Requirement:
Switch "formation chart" to "play diagram" wherever it occurs in the lines below, keep every other word unchanged, and omit the pictures from your reply.

Given data:

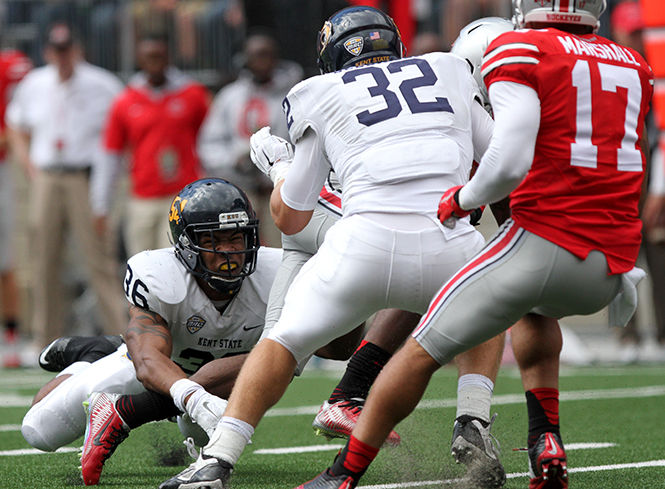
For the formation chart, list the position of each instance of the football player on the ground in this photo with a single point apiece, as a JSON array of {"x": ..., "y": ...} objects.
[
  {"x": 395, "y": 134},
  {"x": 195, "y": 311},
  {"x": 571, "y": 244}
]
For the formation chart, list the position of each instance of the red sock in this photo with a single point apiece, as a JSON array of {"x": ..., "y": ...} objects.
[
  {"x": 543, "y": 409},
  {"x": 549, "y": 400},
  {"x": 355, "y": 458}
]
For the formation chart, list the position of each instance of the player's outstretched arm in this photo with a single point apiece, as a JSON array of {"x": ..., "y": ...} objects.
[{"x": 149, "y": 343}]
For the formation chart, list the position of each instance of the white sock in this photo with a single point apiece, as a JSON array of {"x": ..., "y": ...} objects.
[
  {"x": 474, "y": 396},
  {"x": 229, "y": 439}
]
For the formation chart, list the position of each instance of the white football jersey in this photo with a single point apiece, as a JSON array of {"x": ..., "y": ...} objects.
[
  {"x": 157, "y": 281},
  {"x": 397, "y": 134}
]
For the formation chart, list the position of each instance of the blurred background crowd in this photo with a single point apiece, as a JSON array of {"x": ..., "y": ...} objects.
[{"x": 169, "y": 91}]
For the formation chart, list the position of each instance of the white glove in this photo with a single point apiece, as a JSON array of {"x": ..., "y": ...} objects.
[
  {"x": 202, "y": 407},
  {"x": 206, "y": 410},
  {"x": 271, "y": 154}
]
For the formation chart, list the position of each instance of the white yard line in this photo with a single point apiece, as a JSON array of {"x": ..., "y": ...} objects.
[
  {"x": 651, "y": 391},
  {"x": 34, "y": 451},
  {"x": 333, "y": 447}
]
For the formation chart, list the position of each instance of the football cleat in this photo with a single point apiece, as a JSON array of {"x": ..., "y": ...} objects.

The completed task:
For the play diagram, list the position of each instance of the football player on the ground in this photo with a single point apiece, as a JSON array of {"x": ..., "y": ...} objects.
[
  {"x": 395, "y": 134},
  {"x": 195, "y": 311},
  {"x": 571, "y": 244}
]
For the play diagram, list the position of each instance of the red sock in this photo with a single point apiece, as a JSON array of {"x": ..., "y": ...} objects.
[
  {"x": 543, "y": 409},
  {"x": 549, "y": 400},
  {"x": 355, "y": 458}
]
For the play diagram, list the position of each instance of the player's outstretched arm in this photo with a single point apiece, as a JSON array of {"x": ..., "y": ...} objects.
[{"x": 149, "y": 343}]
For the play diagram, list the position of each instance of the white sock in this photo with a single point apiece, as a JSON array of {"x": ..., "y": ...} objects.
[
  {"x": 474, "y": 396},
  {"x": 229, "y": 439}
]
For the play diagram, list the position of each instance of the white football jersey in this photo with a single point apiece, as a JSON array of {"x": ..., "y": ...} objects.
[
  {"x": 157, "y": 281},
  {"x": 397, "y": 134}
]
For the play diagram, list the position of each instance of the blurred background crowd in this photo with a single point apiece, as a JSON array of {"x": ..., "y": ...} objects.
[{"x": 169, "y": 91}]
For the play diagram, list the position of each instance of the white glove in this photo with a single point apiece, as a JSON array of {"x": ..., "y": ...} objects.
[
  {"x": 202, "y": 407},
  {"x": 206, "y": 410},
  {"x": 271, "y": 154}
]
For the play diagram, list the position of each instance of the white yard line in this photo with a single point apiece, as a JSON array of {"x": ..., "y": ...} objects.
[
  {"x": 651, "y": 391},
  {"x": 34, "y": 451},
  {"x": 333, "y": 447}
]
For the play diagram, list the position of each instance of the football cleat in this photo with a single point apiece, as a JSON array of {"x": ..., "y": ...} objects.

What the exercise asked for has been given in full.